## To be done
Copy the records below word for word, starting at the line that contains "Pinpoint fence post in the frame above." and ending at the line that contains "0;0;896;878", both included.

## Recorded data
###

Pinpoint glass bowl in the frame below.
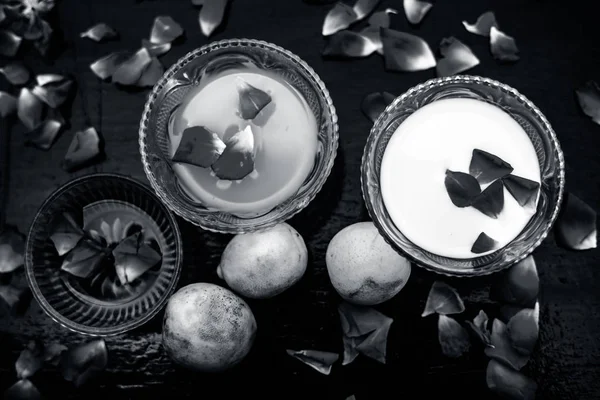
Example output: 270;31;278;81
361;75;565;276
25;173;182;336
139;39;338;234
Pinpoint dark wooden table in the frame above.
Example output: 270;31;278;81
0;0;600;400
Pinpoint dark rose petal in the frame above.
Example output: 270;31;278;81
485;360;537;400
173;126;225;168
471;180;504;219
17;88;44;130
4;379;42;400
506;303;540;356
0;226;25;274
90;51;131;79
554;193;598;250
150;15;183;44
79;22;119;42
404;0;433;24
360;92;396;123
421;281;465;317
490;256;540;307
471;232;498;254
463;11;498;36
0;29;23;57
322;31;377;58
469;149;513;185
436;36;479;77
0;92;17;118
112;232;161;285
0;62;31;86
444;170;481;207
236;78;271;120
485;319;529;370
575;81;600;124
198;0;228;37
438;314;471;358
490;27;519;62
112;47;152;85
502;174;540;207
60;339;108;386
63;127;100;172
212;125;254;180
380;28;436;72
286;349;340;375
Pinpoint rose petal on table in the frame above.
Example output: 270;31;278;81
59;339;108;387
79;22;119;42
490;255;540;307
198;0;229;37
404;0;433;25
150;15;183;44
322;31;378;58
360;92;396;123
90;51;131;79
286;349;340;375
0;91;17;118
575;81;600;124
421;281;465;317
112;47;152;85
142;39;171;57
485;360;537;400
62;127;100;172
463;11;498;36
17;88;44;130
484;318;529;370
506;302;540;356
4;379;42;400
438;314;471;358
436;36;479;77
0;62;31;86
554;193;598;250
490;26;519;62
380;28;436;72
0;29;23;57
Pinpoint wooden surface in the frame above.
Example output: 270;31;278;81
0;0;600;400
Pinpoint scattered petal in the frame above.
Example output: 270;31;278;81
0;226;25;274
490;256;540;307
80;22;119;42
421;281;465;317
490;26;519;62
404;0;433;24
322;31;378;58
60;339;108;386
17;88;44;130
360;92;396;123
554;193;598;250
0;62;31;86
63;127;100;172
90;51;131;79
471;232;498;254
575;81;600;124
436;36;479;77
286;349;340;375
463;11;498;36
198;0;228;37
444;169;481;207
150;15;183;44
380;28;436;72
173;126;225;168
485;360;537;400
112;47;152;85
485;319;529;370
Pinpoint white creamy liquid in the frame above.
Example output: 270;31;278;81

###

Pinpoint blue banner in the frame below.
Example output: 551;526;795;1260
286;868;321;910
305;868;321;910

###

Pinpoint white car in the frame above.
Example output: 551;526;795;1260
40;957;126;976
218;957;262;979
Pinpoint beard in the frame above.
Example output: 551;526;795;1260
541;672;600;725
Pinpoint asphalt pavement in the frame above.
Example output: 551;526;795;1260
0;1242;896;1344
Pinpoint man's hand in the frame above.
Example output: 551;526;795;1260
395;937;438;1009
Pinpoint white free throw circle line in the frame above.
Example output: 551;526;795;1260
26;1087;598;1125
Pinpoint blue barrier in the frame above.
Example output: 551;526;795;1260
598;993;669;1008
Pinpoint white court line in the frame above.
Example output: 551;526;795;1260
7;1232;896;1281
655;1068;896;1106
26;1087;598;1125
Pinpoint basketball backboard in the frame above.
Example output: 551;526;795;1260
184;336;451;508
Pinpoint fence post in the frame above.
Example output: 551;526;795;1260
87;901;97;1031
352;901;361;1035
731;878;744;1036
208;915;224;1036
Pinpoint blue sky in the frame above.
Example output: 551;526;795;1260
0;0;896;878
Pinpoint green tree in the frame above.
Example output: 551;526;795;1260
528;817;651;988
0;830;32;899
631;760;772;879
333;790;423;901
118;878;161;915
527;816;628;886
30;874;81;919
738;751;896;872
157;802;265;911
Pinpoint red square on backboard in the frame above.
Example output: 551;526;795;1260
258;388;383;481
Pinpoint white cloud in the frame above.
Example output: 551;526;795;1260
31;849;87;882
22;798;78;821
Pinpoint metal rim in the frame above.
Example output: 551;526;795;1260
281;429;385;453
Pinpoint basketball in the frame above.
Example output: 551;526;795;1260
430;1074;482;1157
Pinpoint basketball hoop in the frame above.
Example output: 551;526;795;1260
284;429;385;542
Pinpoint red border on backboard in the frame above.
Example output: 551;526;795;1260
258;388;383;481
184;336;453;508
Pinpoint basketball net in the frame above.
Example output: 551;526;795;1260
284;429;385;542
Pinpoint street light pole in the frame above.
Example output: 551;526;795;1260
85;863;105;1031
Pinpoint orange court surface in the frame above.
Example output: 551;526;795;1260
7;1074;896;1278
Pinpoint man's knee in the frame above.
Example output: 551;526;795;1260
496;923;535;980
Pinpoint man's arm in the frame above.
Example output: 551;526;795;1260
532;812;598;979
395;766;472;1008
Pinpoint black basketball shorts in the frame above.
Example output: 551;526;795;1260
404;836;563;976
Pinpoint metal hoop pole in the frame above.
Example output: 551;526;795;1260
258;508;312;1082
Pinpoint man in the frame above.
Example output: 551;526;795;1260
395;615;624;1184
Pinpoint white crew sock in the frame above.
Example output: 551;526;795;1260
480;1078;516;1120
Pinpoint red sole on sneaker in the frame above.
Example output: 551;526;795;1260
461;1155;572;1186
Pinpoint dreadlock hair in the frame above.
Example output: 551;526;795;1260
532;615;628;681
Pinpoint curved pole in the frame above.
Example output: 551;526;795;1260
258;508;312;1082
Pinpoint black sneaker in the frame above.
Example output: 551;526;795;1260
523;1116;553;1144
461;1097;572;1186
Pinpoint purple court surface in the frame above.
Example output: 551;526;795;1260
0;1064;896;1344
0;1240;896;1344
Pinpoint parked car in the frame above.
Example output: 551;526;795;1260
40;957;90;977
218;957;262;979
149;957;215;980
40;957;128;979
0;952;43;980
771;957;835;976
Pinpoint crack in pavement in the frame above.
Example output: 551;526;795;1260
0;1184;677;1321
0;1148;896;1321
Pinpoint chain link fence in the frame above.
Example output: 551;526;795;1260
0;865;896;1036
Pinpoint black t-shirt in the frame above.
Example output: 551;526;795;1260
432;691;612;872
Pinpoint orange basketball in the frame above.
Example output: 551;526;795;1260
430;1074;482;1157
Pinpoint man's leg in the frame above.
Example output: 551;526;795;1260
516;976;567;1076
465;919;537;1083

###

## Written response
Pinpoint fence post in the frame above.
Example output: 551;526;795;1260
87;901;97;1031
352;901;361;1035
731;878;744;1036
208;915;224;1036
Pinpoint blue sky in the frame above.
Example output: 551;526;795;1260
0;0;896;878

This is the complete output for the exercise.